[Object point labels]

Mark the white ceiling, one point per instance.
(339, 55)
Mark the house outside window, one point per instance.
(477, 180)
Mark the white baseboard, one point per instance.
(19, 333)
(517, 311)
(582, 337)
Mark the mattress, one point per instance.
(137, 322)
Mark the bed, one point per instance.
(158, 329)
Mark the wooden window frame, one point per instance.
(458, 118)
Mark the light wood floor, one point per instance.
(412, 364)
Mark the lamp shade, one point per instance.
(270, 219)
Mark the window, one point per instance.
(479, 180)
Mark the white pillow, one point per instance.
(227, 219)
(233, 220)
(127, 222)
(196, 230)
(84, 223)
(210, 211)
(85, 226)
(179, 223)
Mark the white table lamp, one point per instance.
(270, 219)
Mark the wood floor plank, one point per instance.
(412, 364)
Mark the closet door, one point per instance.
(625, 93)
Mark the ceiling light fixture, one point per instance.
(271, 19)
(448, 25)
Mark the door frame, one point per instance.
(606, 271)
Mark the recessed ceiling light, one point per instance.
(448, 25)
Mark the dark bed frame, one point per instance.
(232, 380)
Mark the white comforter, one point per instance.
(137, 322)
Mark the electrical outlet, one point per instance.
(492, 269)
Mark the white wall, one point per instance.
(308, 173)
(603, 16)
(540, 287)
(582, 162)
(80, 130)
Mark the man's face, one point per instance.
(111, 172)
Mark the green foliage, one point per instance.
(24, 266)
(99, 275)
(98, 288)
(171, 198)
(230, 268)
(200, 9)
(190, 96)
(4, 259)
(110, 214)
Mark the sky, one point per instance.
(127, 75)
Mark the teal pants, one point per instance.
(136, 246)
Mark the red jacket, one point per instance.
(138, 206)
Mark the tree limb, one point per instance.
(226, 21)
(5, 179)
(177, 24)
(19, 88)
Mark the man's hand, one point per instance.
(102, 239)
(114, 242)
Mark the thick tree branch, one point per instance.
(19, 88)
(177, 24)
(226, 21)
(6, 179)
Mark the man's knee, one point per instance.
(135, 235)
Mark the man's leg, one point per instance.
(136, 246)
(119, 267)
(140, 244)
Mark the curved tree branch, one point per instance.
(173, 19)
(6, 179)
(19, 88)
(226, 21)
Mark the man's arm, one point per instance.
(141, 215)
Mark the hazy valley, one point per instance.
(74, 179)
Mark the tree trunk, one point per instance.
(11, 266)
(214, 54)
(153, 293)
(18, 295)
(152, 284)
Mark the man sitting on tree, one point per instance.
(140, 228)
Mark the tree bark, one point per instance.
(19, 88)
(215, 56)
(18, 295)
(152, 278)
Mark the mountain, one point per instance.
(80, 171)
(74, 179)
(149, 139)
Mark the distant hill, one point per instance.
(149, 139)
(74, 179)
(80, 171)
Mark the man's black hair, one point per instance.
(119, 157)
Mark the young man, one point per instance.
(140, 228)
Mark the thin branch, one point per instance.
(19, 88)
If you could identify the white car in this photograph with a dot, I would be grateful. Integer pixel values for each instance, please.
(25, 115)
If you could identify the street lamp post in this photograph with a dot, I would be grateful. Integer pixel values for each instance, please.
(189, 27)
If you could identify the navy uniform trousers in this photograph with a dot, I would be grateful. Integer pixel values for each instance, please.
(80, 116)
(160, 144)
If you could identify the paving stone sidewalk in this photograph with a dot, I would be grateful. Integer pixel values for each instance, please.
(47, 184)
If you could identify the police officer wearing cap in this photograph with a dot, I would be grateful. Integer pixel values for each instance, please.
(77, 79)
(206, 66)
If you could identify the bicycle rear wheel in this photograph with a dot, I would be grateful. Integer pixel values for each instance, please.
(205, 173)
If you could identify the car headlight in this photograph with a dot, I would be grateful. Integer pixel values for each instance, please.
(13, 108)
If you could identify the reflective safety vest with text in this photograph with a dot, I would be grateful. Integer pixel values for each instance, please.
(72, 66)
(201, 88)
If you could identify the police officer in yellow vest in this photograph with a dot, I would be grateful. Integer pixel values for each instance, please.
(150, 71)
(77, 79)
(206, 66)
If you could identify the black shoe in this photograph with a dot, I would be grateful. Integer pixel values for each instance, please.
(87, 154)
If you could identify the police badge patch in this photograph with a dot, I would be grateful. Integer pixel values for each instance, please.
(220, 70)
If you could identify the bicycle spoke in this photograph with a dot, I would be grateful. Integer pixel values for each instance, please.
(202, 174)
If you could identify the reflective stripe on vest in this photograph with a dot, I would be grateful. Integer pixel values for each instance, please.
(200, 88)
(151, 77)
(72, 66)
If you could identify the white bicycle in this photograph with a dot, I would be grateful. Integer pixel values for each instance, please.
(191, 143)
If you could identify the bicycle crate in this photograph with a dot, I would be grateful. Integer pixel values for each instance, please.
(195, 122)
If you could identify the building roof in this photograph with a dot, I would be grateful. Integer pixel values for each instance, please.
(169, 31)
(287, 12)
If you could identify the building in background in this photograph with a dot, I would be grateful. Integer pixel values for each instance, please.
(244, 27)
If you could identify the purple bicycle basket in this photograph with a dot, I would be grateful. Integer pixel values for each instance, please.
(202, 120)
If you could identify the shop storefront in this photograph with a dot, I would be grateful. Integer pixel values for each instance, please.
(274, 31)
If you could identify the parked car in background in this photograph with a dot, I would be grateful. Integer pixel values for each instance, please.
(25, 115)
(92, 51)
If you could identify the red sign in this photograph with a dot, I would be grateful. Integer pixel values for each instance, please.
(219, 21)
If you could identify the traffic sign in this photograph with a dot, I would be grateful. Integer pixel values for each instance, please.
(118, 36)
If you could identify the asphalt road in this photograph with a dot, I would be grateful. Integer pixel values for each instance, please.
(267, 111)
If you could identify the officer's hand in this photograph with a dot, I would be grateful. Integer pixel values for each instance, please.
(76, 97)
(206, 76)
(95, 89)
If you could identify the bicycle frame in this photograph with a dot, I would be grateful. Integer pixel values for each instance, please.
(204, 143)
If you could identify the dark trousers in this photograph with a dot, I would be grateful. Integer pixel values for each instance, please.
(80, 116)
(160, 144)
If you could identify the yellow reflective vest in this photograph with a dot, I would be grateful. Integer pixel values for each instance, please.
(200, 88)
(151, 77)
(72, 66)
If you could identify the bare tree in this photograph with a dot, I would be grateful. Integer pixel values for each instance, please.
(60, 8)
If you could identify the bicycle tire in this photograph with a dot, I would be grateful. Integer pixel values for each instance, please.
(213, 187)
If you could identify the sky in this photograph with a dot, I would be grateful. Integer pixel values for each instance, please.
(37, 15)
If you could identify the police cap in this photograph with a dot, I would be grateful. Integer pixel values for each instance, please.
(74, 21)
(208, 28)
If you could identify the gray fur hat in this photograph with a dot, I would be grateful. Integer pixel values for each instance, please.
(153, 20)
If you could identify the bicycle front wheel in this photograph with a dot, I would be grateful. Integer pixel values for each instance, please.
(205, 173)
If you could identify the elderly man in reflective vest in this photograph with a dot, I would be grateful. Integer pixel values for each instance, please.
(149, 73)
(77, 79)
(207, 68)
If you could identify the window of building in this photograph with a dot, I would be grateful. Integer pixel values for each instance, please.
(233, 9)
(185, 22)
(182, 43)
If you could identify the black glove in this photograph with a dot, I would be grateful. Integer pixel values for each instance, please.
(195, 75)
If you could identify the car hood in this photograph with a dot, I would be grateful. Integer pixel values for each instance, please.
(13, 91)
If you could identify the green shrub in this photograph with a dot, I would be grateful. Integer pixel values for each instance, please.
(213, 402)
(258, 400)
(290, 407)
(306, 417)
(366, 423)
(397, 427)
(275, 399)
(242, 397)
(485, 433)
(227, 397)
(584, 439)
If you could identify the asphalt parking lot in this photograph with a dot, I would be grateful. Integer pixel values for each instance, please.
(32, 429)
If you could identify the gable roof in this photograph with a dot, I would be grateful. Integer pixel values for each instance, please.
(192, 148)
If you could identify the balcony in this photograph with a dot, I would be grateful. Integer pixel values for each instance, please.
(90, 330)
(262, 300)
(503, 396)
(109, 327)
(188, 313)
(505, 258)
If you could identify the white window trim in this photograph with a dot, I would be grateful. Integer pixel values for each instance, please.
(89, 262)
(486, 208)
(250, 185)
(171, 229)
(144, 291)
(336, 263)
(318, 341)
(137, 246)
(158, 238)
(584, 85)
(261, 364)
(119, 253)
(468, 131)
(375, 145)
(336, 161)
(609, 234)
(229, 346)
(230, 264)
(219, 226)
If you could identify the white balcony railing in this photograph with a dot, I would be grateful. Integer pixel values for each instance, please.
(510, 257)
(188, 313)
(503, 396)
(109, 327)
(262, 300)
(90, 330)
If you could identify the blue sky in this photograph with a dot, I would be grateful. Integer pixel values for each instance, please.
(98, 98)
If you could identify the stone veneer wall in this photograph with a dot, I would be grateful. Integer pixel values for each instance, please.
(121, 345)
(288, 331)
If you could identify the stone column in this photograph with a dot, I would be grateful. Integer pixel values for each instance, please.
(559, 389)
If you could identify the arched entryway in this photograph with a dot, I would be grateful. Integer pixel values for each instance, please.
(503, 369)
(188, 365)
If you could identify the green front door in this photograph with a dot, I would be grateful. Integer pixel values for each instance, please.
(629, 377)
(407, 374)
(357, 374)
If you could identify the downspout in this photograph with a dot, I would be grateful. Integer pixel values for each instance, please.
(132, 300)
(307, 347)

__Your instructions__. Your output consists solely of the lines from the one with "If you could identify the asphalt parking" through the last line, copied exactly.

__Exercise answer__.
If you could identify the asphalt parking lot in this photograph with a dot, I would be grateful. Integer pixel values for each instance, please.
(32, 429)
If you could identify the gable roof in this photograph with a dot, I would be grateful. Integer pixel values for each instance, please.
(192, 148)
If you could identify the balcony in this photograph with a dot, I would be grateful. Integer pixel values for each instance, please.
(90, 330)
(262, 300)
(503, 396)
(109, 327)
(188, 313)
(505, 258)
If you could identify the white window trim in this photograph with a dot, I would be grateful. Integer pixel values for each instance, please.
(89, 262)
(486, 208)
(250, 185)
(171, 229)
(144, 291)
(336, 263)
(318, 341)
(137, 246)
(158, 238)
(584, 85)
(261, 364)
(119, 253)
(468, 131)
(375, 145)
(336, 161)
(609, 234)
(229, 346)
(230, 264)
(219, 226)
If you could identify the white balcony railing in this photograph with a dot, I would be grateful. Integer pixel values for each instance, please.
(510, 257)
(188, 313)
(503, 396)
(109, 327)
(262, 300)
(90, 330)
If you could identify the blue sky in this photograph with a dot, I would be grateful. Integer pixel values for each instance, please.
(98, 98)
If you could identify the stone veneer wall in this photograph with a dot, I would be grateful. Integer pixel values for each instance, please.
(121, 345)
(288, 331)
If you could identify the stone column in this photograph with a dot, I would be grateful. Integer pixel values for each instance, please.
(559, 389)
If you could identify the arched entryway in this photograph with a dot, I would be grateful. Integer pixel values for each instance, please.
(503, 369)
(188, 365)
If you could identify the green front door in this photograph with a dot, I would be grateful. Integer pixel values for each instance, please.
(629, 377)
(407, 374)
(357, 374)
If you could identify the downspout in this photograph with a dot, I would be grateful. Integer pixel values for each instance, please.
(132, 300)
(307, 347)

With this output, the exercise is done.